### WORK INSTRUCTIONS
Rewrite the records as a JSON list of strings, one string per line, from the line containing "of the hurricane?" through the end of the records. Leave out any blank lines.

### ENTRIES
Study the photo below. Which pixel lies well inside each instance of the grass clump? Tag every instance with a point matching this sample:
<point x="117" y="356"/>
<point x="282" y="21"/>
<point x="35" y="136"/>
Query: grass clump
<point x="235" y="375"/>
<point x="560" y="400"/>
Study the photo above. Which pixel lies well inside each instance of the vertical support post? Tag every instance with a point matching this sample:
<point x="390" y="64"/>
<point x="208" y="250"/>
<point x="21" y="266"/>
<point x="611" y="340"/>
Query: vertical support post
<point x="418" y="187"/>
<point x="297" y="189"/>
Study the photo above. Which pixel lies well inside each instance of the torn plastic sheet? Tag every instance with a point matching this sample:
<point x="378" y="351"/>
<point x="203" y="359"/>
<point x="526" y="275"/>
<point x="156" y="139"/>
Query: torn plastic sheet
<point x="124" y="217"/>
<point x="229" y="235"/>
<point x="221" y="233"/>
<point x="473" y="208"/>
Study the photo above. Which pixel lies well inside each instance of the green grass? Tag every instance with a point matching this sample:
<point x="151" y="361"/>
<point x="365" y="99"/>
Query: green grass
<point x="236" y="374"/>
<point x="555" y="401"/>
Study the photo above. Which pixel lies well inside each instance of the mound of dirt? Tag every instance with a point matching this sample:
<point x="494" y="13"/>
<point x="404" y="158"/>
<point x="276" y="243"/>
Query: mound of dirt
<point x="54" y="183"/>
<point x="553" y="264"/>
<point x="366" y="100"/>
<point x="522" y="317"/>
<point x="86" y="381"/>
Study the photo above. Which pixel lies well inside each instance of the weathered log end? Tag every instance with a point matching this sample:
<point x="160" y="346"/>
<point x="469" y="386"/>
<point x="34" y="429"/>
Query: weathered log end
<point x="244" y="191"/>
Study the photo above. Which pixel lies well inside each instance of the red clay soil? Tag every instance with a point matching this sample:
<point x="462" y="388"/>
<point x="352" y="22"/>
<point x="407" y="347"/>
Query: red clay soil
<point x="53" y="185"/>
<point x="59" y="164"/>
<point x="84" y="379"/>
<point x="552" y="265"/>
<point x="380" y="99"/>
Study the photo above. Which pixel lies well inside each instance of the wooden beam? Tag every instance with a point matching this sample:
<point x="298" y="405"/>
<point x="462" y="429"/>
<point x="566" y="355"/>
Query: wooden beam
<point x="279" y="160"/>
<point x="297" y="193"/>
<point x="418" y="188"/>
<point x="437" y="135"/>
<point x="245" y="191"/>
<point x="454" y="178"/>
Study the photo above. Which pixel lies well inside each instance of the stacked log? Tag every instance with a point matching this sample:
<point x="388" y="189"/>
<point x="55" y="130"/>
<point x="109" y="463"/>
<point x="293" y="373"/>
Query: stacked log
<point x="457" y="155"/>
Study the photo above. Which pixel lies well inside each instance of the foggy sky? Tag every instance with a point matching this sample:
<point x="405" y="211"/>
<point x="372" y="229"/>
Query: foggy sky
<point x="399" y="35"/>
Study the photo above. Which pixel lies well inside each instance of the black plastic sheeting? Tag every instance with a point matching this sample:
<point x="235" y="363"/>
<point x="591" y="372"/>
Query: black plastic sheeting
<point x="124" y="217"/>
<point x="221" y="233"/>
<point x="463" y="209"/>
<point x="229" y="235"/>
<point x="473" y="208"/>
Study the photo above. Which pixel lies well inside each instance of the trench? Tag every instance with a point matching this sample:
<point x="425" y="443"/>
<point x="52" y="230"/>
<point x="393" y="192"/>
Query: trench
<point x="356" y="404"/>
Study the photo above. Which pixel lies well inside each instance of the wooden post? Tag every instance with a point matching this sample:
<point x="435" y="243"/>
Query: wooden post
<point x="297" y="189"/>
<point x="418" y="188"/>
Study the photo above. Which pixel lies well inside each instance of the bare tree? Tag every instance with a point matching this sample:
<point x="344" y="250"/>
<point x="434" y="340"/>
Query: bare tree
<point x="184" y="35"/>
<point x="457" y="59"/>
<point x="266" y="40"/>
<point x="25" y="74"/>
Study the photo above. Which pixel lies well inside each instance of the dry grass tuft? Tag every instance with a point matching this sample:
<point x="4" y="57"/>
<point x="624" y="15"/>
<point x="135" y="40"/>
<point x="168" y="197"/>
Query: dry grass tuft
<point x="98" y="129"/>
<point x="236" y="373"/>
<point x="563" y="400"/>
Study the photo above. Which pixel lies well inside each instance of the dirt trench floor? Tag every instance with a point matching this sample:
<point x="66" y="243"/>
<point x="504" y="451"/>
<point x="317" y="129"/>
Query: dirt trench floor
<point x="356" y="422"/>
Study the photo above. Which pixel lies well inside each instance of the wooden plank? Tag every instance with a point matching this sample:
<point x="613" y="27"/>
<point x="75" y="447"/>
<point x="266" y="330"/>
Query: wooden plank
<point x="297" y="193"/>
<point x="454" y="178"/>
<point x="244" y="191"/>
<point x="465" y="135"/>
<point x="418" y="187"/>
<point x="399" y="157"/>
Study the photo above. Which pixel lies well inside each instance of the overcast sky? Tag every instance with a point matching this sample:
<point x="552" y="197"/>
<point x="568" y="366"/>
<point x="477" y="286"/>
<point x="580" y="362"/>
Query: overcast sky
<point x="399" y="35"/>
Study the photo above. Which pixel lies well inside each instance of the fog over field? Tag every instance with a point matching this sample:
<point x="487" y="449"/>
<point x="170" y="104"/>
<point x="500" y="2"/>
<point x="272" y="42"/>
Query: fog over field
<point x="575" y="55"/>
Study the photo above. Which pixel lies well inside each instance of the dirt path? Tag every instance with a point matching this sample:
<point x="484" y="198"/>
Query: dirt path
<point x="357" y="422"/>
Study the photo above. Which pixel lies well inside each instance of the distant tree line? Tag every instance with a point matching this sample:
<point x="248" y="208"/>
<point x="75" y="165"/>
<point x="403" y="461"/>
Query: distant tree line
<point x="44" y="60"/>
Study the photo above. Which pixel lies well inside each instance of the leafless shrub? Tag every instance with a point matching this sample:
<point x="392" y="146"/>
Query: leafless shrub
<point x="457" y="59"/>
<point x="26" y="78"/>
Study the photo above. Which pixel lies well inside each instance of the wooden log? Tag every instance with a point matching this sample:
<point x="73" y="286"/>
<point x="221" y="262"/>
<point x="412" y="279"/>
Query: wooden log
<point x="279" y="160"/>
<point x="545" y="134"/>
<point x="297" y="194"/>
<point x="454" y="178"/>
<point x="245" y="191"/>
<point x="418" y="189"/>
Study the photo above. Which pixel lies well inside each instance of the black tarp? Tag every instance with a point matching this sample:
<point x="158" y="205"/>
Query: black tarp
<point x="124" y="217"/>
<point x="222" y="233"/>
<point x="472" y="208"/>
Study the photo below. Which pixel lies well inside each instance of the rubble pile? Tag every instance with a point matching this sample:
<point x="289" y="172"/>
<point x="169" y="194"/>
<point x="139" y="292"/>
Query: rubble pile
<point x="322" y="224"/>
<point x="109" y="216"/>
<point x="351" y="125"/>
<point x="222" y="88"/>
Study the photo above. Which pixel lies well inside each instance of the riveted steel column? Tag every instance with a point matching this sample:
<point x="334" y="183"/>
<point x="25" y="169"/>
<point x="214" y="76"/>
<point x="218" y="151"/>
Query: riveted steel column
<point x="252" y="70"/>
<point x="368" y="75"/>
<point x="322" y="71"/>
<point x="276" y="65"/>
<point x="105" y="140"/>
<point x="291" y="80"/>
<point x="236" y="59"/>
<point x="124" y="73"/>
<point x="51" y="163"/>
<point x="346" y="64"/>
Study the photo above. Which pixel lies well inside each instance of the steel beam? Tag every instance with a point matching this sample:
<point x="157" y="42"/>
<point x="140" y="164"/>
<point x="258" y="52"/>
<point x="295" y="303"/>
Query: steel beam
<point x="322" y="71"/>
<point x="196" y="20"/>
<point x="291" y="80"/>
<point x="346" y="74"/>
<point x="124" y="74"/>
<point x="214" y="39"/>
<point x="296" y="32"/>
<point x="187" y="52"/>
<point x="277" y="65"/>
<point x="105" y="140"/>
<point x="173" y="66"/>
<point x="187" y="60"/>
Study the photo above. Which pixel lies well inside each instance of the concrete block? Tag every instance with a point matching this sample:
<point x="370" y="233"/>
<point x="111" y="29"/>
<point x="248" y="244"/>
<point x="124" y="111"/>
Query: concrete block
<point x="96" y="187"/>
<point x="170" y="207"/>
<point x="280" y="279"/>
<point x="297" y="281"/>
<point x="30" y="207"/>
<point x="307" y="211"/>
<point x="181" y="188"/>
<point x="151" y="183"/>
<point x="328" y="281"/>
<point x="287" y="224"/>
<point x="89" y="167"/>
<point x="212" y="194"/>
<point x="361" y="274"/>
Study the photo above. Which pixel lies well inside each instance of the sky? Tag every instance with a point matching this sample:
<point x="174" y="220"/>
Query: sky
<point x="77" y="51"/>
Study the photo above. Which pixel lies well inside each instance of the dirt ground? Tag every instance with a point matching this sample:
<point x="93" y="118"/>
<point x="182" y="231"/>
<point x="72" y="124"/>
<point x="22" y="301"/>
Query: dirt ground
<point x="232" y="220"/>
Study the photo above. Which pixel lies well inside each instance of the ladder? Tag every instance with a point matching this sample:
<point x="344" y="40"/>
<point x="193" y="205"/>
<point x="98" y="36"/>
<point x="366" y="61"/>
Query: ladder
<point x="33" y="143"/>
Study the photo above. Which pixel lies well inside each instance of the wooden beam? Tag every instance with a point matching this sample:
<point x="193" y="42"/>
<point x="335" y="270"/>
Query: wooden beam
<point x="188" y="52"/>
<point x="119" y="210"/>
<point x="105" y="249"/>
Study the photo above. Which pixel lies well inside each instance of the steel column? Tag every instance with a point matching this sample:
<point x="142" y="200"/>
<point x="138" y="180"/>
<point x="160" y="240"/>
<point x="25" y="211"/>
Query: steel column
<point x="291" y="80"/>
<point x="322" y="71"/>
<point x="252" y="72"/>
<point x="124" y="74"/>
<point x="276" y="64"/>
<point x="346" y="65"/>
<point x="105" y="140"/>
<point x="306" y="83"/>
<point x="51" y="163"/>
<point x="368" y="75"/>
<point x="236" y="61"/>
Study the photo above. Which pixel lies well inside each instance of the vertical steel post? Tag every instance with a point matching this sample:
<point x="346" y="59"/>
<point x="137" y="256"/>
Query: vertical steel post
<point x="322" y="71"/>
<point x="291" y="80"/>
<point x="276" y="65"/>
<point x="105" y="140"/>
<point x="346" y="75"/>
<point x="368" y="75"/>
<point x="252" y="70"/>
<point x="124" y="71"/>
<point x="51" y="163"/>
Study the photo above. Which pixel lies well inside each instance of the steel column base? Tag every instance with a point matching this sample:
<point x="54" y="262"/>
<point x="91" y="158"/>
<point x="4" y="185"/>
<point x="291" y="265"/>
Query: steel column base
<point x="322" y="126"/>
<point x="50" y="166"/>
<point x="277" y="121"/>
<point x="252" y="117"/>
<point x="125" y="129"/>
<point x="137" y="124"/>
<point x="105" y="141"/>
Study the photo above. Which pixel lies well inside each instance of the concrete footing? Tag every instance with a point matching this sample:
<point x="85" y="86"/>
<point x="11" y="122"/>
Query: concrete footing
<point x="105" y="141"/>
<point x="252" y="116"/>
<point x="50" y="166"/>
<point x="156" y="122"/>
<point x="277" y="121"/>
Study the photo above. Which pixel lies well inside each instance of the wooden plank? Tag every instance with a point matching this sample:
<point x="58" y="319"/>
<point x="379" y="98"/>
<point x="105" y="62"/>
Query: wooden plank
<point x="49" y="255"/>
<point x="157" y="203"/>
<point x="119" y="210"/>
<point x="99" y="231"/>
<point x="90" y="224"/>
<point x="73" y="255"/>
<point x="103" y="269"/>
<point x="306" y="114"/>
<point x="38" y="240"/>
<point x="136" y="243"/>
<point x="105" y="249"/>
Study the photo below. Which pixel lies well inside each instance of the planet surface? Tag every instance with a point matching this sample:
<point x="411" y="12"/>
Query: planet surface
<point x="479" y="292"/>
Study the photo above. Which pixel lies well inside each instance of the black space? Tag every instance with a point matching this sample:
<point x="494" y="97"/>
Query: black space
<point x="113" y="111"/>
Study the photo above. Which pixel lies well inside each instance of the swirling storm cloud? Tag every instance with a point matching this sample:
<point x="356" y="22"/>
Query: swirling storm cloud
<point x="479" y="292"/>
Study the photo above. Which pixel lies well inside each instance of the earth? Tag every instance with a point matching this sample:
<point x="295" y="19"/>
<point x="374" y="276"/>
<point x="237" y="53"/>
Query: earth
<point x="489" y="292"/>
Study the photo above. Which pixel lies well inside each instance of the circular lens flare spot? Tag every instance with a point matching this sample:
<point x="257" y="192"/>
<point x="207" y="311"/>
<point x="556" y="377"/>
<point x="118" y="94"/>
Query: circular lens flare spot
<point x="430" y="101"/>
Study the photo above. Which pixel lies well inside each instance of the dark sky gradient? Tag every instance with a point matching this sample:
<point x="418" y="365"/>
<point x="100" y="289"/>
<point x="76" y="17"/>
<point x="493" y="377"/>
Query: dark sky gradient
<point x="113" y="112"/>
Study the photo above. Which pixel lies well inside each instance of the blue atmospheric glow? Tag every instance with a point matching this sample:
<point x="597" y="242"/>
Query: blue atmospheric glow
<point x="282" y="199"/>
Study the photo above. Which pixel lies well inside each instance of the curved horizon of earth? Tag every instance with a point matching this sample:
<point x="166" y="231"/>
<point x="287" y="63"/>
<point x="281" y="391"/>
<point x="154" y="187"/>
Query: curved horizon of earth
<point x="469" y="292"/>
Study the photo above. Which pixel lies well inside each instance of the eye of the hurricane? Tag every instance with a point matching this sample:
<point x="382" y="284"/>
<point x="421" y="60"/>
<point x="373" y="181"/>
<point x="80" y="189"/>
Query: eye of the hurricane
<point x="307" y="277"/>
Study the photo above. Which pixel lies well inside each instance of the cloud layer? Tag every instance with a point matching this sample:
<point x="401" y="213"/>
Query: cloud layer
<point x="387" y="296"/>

### RIGHT ANSWER
[
  "Study the photo above. Which pixel lies well inside each instance of the eye of the hurricane? Tag every instance with a point matching this sample:",
  "<point x=\"382\" y=\"284\"/>",
  "<point x=\"421\" y=\"60\"/>",
  "<point x=\"373\" y=\"181\"/>",
  "<point x=\"80\" y=\"189\"/>",
  "Query: eye of the hurricane",
  "<point x=\"307\" y=\"277\"/>",
  "Study the photo above. Which pixel lies well inside each instance of the cloud layer? Tag every instance with a point matching this sample:",
  "<point x=\"401\" y=\"213\"/>",
  "Query: cloud layer",
  "<point x=\"387\" y=\"296\"/>"
]